▸ SUPPLIED DATA:
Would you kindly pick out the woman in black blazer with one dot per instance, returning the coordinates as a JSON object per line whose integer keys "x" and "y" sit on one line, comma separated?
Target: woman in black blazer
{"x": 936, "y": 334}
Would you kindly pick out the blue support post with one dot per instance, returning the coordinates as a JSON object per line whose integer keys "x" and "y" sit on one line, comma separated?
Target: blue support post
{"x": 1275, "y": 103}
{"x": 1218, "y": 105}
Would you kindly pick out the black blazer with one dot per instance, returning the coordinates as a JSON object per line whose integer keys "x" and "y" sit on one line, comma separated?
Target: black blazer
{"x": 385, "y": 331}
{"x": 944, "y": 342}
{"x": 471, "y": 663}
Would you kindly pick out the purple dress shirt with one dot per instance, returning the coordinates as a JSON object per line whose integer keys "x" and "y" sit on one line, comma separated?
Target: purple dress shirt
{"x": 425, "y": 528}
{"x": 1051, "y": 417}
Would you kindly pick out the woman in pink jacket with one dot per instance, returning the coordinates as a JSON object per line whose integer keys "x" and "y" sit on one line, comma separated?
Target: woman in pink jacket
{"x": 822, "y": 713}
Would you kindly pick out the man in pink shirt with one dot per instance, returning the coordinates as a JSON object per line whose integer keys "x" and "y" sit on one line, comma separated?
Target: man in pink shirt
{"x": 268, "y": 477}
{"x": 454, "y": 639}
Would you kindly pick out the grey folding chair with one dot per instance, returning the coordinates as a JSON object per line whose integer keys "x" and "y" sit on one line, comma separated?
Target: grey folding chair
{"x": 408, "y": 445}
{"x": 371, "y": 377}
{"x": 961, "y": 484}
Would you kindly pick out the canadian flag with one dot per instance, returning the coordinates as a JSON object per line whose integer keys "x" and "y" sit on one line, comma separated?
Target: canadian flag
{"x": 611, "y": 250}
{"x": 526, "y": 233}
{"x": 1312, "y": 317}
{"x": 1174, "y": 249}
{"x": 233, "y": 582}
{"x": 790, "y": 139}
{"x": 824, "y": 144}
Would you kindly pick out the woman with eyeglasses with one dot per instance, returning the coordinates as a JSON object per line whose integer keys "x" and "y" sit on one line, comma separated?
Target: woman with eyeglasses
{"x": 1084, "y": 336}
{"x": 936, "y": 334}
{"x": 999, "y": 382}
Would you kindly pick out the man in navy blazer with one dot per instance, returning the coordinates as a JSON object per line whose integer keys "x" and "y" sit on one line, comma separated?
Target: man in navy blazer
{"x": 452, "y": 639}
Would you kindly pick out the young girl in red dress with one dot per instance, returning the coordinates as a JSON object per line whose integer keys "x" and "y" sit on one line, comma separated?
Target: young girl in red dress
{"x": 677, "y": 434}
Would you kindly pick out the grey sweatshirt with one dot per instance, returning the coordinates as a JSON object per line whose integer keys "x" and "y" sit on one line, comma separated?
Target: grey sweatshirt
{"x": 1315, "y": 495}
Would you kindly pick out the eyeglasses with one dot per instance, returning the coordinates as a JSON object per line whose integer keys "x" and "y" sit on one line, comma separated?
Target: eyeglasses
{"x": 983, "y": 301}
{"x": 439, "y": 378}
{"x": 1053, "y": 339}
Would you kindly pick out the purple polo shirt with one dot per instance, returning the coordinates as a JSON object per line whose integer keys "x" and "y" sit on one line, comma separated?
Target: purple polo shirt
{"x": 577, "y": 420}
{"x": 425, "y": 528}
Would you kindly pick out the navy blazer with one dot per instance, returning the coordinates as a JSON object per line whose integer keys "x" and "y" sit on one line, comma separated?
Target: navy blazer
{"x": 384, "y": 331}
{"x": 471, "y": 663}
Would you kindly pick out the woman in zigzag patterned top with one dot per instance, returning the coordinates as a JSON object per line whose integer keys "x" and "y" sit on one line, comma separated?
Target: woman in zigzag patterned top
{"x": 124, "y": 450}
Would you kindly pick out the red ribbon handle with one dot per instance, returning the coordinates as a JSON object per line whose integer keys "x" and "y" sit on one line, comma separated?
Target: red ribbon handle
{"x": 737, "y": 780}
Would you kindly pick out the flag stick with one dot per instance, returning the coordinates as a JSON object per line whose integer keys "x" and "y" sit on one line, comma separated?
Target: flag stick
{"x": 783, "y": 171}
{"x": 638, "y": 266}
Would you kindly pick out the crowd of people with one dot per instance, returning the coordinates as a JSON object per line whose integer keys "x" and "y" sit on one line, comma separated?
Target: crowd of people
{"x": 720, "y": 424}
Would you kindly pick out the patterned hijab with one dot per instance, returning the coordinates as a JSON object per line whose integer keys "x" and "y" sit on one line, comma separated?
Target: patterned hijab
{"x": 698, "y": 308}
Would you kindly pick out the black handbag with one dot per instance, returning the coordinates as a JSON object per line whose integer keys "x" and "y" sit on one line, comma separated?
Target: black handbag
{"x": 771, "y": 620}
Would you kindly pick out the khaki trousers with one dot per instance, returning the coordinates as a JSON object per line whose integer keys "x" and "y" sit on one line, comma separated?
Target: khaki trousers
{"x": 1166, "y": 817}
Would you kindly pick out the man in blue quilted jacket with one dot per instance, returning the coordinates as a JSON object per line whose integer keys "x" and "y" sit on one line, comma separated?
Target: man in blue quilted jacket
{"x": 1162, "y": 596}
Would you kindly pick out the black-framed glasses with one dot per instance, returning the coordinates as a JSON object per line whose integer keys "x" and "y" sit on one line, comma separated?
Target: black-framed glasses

▸ REQUIREMENTS: Copy out the stretch from the line containing "Would you kindly pick out the flag" through the end of the material, requests included, and shift every x and y coordinate by adding 142 to it.

▸ THE ANSWER:
Would you kindly pick out the flag stick with one dot per instance, returning the coordinates as a JSON object per line whose integer keys "x" and "y" sit on one line, comma separated?
Target: flag stick
{"x": 925, "y": 313}
{"x": 780, "y": 408}
Would you kindly pick out the crowd of people with one dot per instance, returning the coordinates as a JSON object per line whose integer keys "x" and "y" sit on one line, comma separated?
Target: crowd of people
{"x": 862, "y": 566}
Would you kindly pick out the patterned hijab with one dot per instance, returning the coordinates as a JSON object per line whose integer keys "x" and "y" sit on one line, comma separated?
Target: patterned hijab
{"x": 840, "y": 450}
Would you kindly pick out the black handbag with one dot per instance, returning the coordinates as a JSON object per line whose integer keys "x" and "y" sit on one line, comma separated?
Target: black handbag
{"x": 913, "y": 762}
Would you kindly pick out the khaki trousers with one dot per instance, returning the coordinates as a JSON object per line whose integer keys "x" and "y" sit on one line, comma separated?
Target: khaki trousers
{"x": 1308, "y": 959}
Would you kindly pick out the man in blue quilted jacket with one dot per instance, returning the coordinates as a JSON object per line whose integer keys "x" and "y" sit on one line, comma separated?
Target: man in blue quilted jacket
{"x": 1304, "y": 738}
Would you kindly pick out the black-framed glasses with one dot per instance, returning the coordinates as a JSON object per line whose integer keys "x" and "y" sit on one line, comma separated?
Target: black-framed glasses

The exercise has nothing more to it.